-- Page excerpt --
By Madhu Unnikrishnan
AviationWeek.com
A passenger on a flight notices his reading lamp is broken, so,
using his mobile device, he complains on Twitter. Within minutes, the
airline’s ground staff has dispatched a flight attendant to fix the
problem and has alerted maintenance at the destination airport.
Corporate communications has passed the Tweet onto the customer service
department, which contacts the passenger to apologize for the
inconvenience.
This scenario is not science
fiction. It, or one similar to it, happens every day in airline cabins
as tech-savvy passengers use social media tools to disperse information
among their networks. Are airlines ready for this new world?
Although
most of the industry is engaged online to some extent, there remains a
lingering notion among a number of legacy airlines that social media
is, to quote one senior executive, “just a silly fad.” Perceptions like
these are reinforced by the fact that social media has yet to make a
measurable impact on the bottom line of any carriers. But airlines such
as JetBlue Airways and Virgin America are betting that their
investments of time and resources in social media will pay off in the
not-too-distant future.
While social media
continues to evolve and the tools used to reach an engaged online
community may change, the paradigm shift in customer habits is here to
stay, say media analysts and airlines that have bought into the
concept. “Shame on those airlines who think they can ignore this and
that it will go away,” says Henry Harteveldt, a travel industry analyst
with Forrester Research.
JetBlue has more than 1.4
million followers on Twitter, the micro-blogging site that allows users
to update their networks in 140-character posts, called “Tweets.” That
is more than any other airline, and among the higher number of
followers of any corporation. JetBlue’s attention to social media
requires significant resources. A team of six in the corporate
communications department monitors the feed until the last passenger
has left the last airport each day, says Morgan Johnston, manager of
corporate communications.

-- Exercise prompt --
Please return the part of the article on airlines and social media from "JetBlue has more" to "corporate communications.", copied word for word.

-- Data for pointing at referring expressions --
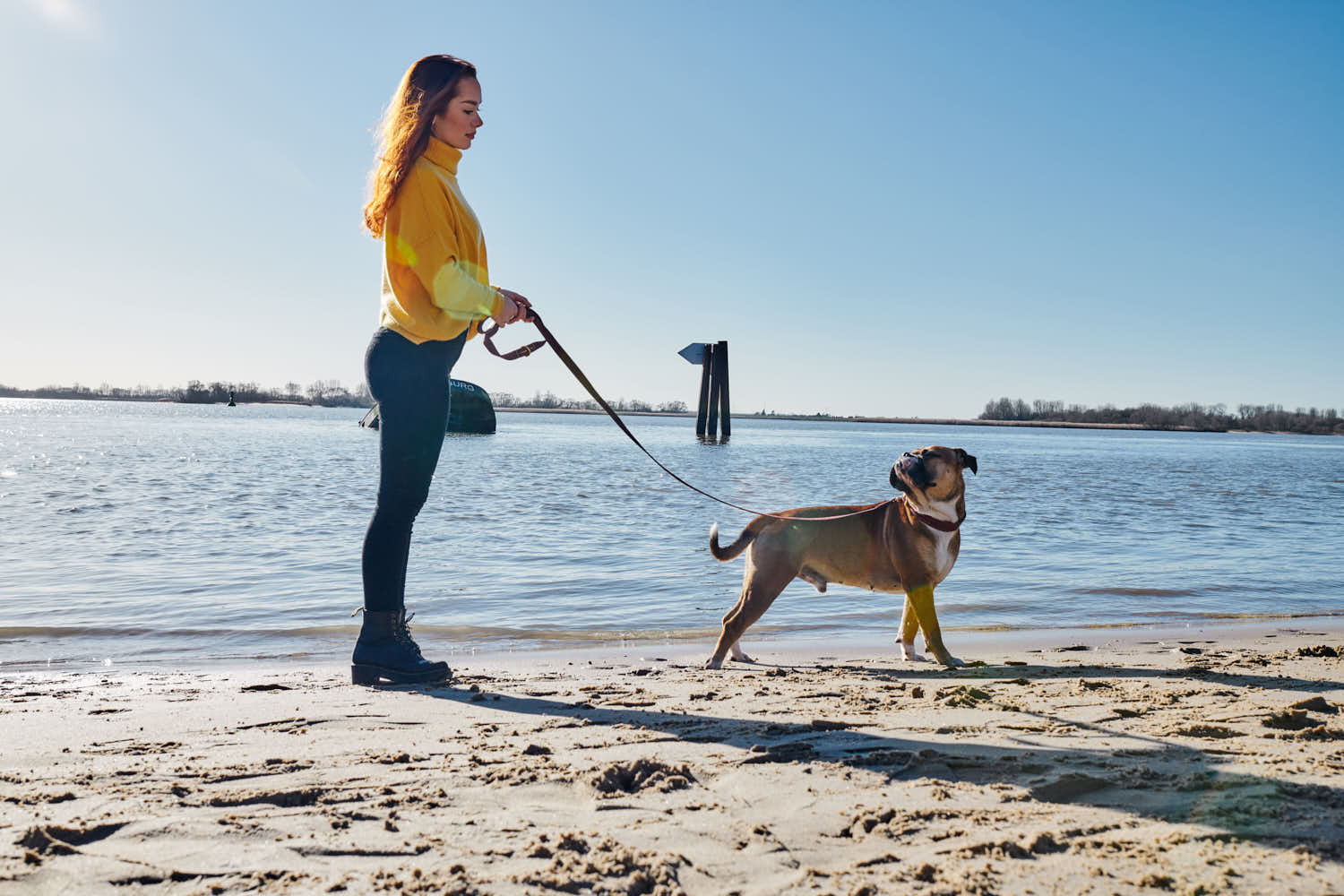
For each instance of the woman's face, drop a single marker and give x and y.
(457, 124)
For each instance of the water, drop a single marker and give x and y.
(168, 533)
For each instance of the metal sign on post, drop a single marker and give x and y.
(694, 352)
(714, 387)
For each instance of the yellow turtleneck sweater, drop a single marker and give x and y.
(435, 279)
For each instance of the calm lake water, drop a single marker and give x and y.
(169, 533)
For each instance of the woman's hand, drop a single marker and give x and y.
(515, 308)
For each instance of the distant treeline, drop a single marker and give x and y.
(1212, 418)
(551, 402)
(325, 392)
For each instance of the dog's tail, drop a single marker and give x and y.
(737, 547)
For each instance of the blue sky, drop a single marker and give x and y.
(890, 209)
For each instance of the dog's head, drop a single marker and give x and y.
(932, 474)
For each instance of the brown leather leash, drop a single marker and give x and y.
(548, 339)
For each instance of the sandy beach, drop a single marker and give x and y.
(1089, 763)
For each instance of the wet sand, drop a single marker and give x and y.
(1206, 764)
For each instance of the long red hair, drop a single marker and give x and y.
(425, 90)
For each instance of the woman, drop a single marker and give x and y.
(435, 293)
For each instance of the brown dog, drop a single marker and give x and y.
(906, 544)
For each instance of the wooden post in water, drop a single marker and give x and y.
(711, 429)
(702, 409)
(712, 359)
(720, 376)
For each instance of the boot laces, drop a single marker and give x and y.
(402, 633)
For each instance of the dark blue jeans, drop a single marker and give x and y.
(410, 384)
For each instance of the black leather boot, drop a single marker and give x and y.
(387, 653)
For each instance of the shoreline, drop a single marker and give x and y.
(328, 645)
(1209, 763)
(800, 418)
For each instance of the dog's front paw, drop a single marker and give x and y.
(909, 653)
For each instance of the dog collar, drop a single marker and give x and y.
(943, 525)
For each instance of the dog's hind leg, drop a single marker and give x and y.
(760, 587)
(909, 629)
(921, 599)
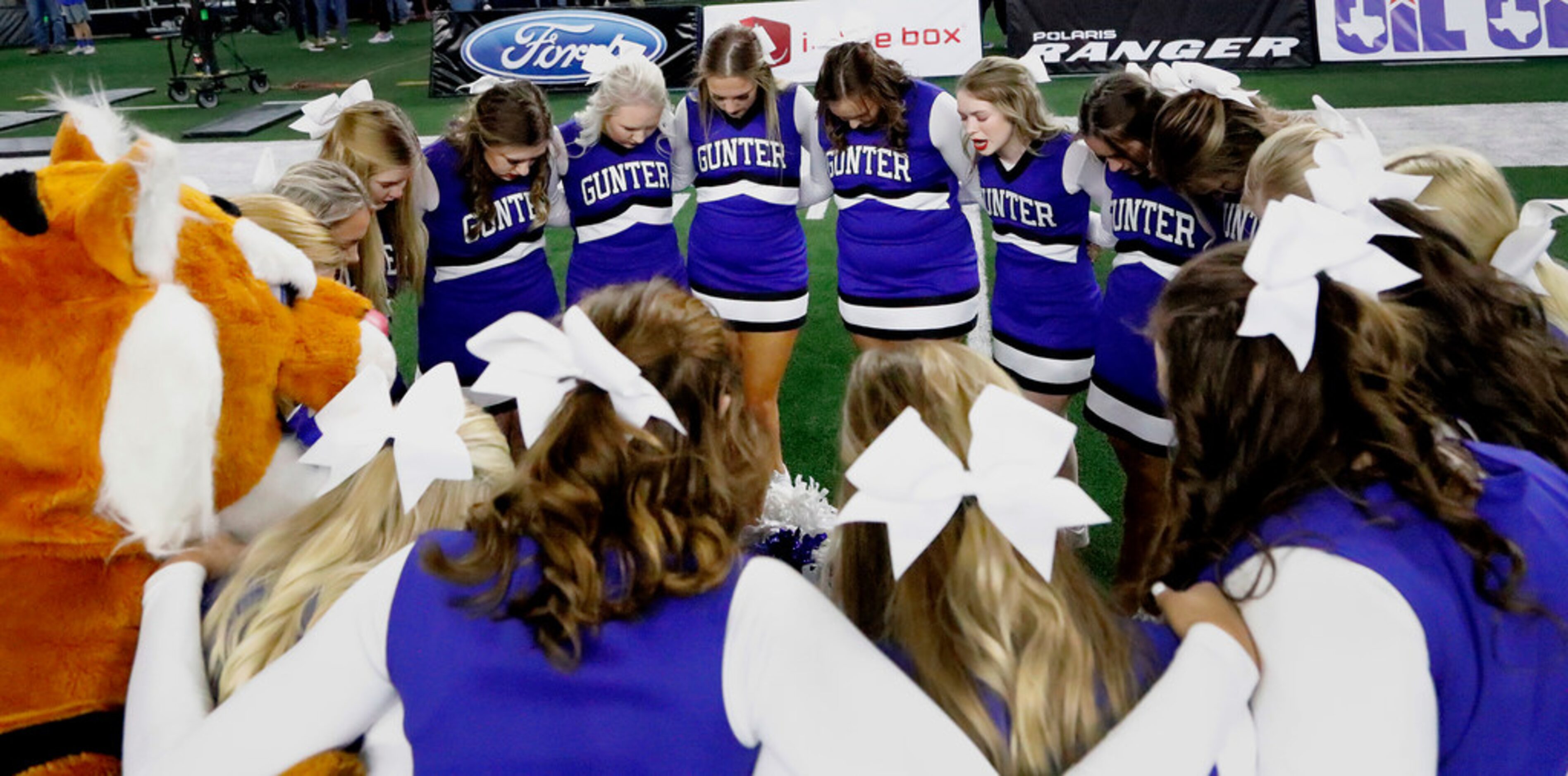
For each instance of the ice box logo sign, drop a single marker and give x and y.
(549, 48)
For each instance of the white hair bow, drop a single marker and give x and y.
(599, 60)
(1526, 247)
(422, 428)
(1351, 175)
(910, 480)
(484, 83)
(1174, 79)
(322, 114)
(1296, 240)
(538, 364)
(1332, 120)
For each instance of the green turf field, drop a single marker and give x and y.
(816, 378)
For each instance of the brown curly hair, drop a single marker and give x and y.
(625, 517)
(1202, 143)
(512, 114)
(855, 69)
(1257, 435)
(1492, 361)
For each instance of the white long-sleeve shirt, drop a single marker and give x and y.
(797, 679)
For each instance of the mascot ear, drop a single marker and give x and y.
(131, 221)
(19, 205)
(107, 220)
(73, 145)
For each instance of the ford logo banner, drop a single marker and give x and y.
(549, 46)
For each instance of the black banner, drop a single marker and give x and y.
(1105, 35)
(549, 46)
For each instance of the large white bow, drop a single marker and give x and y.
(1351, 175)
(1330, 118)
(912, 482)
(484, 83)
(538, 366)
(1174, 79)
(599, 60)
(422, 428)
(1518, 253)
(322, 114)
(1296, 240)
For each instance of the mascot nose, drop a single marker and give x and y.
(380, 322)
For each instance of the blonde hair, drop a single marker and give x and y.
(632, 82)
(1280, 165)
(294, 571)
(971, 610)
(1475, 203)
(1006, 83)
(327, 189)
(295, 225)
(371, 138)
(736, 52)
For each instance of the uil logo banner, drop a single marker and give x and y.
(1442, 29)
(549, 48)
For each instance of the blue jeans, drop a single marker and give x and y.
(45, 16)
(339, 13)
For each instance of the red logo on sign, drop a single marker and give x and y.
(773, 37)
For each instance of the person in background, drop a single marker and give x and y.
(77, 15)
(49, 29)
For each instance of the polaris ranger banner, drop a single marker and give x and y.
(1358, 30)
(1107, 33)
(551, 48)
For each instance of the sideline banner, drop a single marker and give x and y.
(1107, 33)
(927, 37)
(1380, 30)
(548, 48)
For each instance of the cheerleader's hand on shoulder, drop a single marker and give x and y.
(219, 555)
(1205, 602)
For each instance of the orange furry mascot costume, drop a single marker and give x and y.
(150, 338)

--

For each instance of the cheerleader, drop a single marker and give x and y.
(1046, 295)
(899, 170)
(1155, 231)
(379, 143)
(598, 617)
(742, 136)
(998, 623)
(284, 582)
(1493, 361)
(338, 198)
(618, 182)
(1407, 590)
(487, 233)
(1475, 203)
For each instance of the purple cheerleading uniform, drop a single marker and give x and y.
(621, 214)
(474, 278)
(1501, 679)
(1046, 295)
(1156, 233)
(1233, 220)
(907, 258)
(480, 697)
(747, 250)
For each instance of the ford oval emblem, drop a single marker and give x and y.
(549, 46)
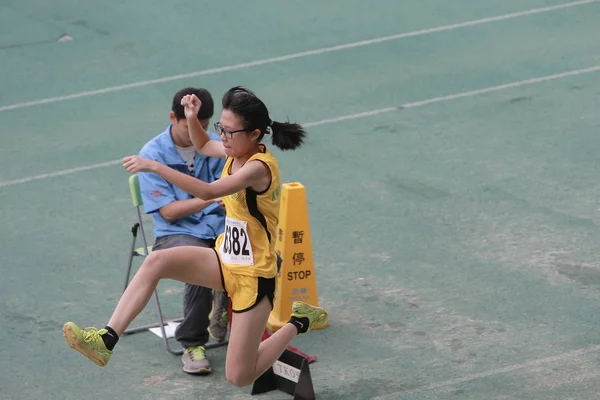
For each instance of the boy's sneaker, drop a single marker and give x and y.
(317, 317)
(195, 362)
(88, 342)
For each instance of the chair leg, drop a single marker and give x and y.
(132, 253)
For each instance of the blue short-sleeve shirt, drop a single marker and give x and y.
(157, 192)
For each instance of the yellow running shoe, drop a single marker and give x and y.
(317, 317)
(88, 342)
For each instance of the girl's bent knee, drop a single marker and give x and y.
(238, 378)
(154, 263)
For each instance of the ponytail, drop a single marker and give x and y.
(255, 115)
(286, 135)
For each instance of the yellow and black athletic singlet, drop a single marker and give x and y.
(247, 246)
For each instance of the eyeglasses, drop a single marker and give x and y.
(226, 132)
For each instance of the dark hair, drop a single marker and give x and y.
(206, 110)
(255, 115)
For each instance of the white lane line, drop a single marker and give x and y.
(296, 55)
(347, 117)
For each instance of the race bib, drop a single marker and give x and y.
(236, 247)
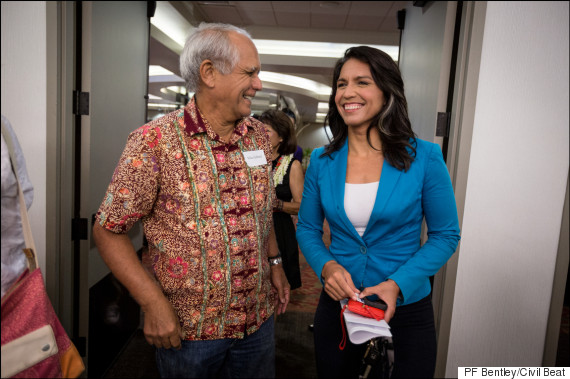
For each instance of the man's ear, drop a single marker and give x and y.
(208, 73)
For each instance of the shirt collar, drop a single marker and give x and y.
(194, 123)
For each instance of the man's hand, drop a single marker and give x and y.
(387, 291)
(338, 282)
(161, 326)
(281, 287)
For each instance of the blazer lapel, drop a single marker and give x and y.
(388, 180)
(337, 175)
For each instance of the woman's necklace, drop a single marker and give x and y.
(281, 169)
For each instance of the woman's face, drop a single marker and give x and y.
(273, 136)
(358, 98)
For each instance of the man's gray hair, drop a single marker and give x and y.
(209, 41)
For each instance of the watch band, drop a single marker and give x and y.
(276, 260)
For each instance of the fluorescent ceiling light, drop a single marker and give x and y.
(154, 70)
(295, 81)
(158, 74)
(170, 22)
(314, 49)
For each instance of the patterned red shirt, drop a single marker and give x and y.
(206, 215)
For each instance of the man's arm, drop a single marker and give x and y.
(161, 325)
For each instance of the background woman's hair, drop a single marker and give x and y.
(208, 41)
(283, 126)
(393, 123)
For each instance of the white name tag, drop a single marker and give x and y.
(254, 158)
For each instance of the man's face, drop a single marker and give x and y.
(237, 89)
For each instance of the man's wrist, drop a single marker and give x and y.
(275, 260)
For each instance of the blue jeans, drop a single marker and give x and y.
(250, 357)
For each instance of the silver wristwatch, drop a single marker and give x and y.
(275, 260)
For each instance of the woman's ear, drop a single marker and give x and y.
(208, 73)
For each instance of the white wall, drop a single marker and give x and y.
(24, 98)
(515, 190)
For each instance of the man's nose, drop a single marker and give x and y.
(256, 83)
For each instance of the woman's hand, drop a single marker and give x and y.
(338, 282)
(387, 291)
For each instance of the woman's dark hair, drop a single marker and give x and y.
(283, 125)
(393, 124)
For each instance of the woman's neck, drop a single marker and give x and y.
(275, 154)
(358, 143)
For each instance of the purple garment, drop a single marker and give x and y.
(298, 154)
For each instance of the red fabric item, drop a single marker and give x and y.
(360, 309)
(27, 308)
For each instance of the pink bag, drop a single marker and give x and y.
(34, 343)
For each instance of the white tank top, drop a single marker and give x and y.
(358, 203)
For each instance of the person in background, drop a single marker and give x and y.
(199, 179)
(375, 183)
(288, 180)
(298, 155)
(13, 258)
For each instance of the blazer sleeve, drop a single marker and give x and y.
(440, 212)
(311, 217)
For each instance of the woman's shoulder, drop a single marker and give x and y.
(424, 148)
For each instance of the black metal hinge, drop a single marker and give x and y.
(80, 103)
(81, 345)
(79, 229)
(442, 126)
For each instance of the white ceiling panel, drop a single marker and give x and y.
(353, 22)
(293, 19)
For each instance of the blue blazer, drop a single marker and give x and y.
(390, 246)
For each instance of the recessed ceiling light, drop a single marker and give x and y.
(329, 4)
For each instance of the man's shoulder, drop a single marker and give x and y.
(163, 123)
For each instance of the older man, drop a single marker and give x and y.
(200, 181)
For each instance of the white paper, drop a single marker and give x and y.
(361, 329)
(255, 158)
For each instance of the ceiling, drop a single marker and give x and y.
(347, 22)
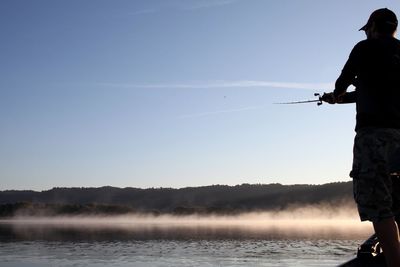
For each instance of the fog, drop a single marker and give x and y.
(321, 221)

--

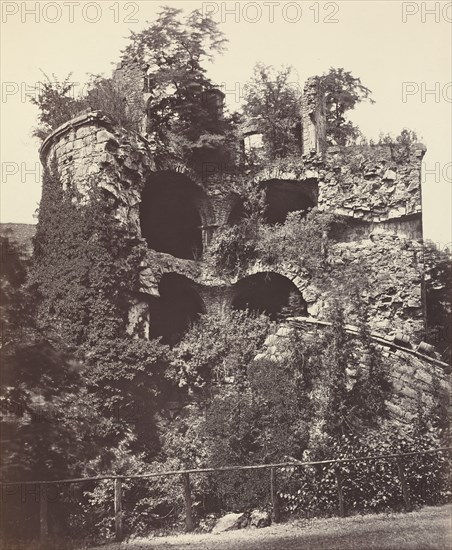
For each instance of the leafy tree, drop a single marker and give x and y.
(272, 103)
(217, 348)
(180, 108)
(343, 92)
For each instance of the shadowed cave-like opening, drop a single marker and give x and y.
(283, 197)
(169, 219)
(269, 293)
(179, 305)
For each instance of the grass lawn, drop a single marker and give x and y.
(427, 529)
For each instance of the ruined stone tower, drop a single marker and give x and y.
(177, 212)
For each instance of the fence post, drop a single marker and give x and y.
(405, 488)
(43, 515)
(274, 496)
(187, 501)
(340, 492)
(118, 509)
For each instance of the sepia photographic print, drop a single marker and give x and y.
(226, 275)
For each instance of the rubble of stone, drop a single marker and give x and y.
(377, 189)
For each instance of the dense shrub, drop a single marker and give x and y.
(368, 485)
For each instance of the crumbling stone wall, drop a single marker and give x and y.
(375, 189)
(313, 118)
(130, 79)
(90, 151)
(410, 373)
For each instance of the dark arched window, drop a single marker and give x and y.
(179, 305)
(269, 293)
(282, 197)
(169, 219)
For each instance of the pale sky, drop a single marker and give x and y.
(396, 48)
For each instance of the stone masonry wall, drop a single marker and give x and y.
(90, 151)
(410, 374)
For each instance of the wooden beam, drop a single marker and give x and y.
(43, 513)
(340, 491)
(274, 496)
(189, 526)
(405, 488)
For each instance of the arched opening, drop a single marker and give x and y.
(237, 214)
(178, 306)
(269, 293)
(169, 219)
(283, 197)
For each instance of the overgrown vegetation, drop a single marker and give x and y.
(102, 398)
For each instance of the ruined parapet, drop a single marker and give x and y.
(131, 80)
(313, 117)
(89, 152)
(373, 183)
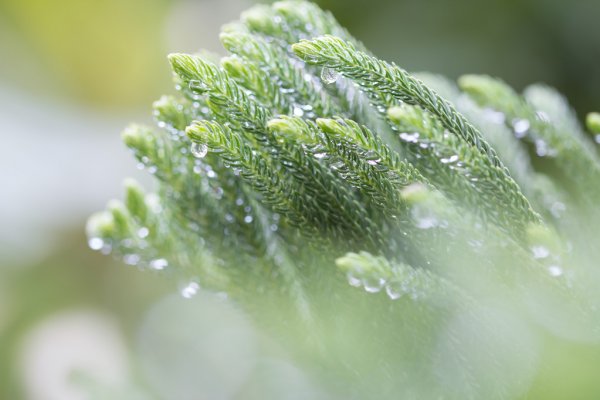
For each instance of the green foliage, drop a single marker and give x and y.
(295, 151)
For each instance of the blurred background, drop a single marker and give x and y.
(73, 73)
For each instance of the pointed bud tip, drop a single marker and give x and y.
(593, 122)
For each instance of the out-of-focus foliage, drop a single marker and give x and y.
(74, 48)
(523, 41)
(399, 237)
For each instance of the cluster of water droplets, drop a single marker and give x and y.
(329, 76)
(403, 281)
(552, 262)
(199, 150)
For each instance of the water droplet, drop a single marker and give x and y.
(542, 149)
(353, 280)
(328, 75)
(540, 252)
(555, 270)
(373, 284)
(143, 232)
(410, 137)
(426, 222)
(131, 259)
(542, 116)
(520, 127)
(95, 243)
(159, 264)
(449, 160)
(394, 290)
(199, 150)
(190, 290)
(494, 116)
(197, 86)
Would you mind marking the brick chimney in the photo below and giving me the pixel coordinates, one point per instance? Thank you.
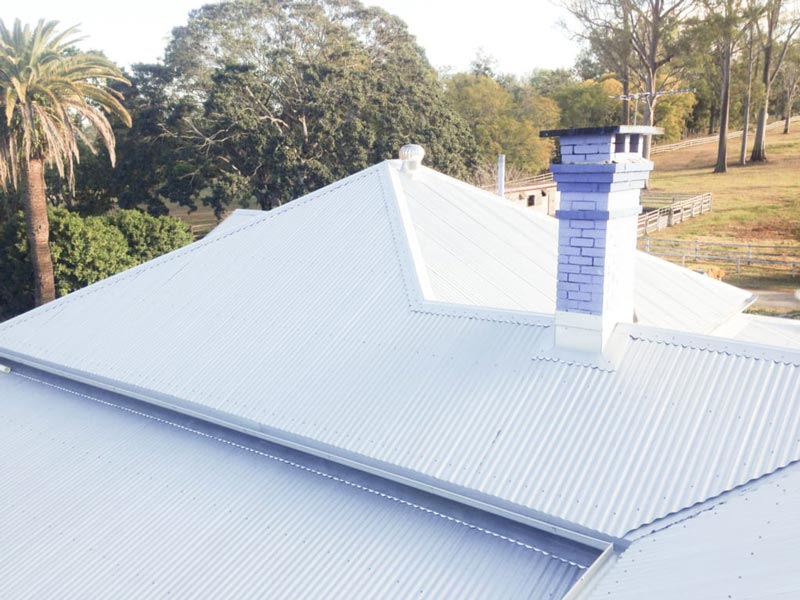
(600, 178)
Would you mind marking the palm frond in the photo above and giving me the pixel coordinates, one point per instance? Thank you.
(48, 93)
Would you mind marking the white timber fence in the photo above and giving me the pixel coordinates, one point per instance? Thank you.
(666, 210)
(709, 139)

-- Written answer --
JetBlue has more than 1.4
million followers on Twitter, the micro-blogging site that allows users
to update their networks in 140-character posts, called “Tweets.” That
is more than any other airline, and among the higher number of
followers of any corporation. JetBlue’s attention to social media
requires significant resources. A team of six in the corporate
communications department monitors the feed until the last passenger
has left the last airport each day, says Morgan Johnston, manager of
corporate communications.